* _YOUR TASK_
Retype the rows below, starting at the line with "The service SHOULD locate every instance of the white toilet" and continuing through the last row, keeping every character unchanged.

* _GIVEN RECORDS_

================

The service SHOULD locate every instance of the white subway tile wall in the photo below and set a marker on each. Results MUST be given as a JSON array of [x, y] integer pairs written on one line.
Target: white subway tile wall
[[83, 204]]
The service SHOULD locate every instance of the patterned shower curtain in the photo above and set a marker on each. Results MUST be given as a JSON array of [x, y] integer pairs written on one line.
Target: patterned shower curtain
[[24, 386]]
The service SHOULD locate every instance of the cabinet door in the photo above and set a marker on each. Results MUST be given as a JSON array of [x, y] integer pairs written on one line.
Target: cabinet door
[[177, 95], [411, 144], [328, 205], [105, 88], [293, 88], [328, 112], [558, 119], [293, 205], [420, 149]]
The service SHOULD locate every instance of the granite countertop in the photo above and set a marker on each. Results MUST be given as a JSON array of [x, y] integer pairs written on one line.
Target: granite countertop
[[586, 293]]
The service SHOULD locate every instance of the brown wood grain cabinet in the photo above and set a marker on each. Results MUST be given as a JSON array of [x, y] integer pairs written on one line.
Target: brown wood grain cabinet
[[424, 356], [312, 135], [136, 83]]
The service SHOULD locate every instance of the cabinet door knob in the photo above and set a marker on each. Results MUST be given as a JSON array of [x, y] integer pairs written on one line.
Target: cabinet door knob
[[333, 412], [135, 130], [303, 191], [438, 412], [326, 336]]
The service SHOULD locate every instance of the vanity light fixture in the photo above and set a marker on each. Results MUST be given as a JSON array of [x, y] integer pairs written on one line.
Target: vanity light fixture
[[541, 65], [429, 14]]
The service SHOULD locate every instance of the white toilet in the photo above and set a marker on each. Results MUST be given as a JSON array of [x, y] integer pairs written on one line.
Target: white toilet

================

* _RESULT FOR THIS TASK_
The service SHOULD locate every instance of the white toilet in the photo above and set a marker on each. Results MUST be given as a JSON array of [x, y] integer pairs written on one line.
Target: white toilet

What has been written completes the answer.